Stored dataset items

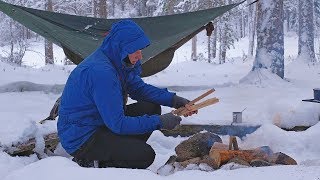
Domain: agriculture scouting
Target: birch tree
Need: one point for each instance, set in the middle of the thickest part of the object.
(270, 51)
(252, 21)
(306, 31)
(48, 45)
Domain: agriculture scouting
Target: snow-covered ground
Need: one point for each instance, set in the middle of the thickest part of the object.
(268, 101)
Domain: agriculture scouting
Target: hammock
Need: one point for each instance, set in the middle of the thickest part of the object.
(79, 36)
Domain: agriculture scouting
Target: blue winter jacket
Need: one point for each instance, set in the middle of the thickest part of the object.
(93, 94)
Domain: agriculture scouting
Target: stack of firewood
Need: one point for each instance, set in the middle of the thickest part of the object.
(207, 150)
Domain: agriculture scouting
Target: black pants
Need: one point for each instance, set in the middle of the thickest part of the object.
(123, 151)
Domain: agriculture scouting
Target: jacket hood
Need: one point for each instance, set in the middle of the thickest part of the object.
(124, 38)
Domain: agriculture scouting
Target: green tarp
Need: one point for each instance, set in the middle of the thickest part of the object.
(79, 36)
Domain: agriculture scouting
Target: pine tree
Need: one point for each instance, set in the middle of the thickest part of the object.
(306, 31)
(270, 42)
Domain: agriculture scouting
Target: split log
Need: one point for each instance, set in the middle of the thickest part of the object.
(189, 130)
(220, 156)
(25, 149)
(281, 158)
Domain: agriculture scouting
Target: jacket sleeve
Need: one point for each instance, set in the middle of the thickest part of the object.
(105, 89)
(139, 90)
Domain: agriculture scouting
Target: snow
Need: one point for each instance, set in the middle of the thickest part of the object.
(268, 101)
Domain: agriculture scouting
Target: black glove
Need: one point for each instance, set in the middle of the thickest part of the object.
(178, 101)
(169, 121)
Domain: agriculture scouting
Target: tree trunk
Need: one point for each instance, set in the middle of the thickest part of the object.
(306, 31)
(214, 42)
(194, 56)
(102, 8)
(223, 46)
(252, 25)
(94, 8)
(209, 49)
(270, 51)
(48, 44)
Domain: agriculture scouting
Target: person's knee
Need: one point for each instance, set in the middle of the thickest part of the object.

## WHAT THE EXERCISE ASKS
A faithful copy of the records above is needed, with the pictures left out.

## ANSWER IN FULL
Domain: agriculture scouting
Target: birch tree
Need: one point for each instance, set in the middle of the thickest part of the object.
(270, 51)
(252, 21)
(306, 31)
(48, 45)
Domain: agriculture scouting
Target: snow-covered ground
Need: one point for each instance, set in the middle of the thickest part of the object.
(268, 101)
Domain: agriculture scouting
Target: hammock
Need: one point for each instance, set in the middle of the thickest part of the object.
(79, 36)
Domain: agriculture scouting
Target: blue winter jacket
Need: one point for each instance, set in the middle of the thickest part of the object.
(93, 94)
Domain: agriculture scouting
Target: stack of firewood
Need: one point for each instance, set in the middle of the thickest part of the object.
(207, 150)
Domain: agriculture scouting
Target: black pants
Need: one point for each instance, set in the middle of the thickest part of the object.
(123, 151)
Domain: agriculture scouting
Target: jacket hood
Need: one point for each instance, set in the middle of the thickest part of the object.
(124, 38)
Domain: agriculture scouting
Target: green tarp
Need: one point for each instance, set in the middle of the thickest part of the object.
(79, 36)
Domain: agriculture scouting
Target: pine tree
Need: one point for each instance, set in the middle of the thickest part of the object.
(306, 31)
(270, 42)
Domain: agriculture scouting
Target: split log
Need: one point for each instance, set in the middle of the thickest part of the object.
(189, 130)
(220, 156)
(25, 149)
(281, 158)
Domain: agriculture scouting
Target: jacket sleeve
Need: one point for each instance, set in the middle of the thickest part of the object.
(105, 89)
(139, 90)
Domain: agriculture scouting
Target: snow
Need: one point for each instance, set in the middle of the thickest part of the object.
(268, 101)
Domain: agriculture scouting
Target: black glove
Need: one point for each instance, set in the middle of the thickest part of the object.
(178, 101)
(169, 121)
Domain: agriculture scouting
Target: tree trunk
Need: one point for each instance, set in the middle of the thickest part of the object.
(306, 31)
(214, 42)
(194, 56)
(102, 8)
(223, 46)
(252, 25)
(94, 8)
(209, 49)
(270, 51)
(48, 44)
Domain: agriculture scouting
Target: person's knee
Need: one point for each instance, set in the middle of the thickest part of the object.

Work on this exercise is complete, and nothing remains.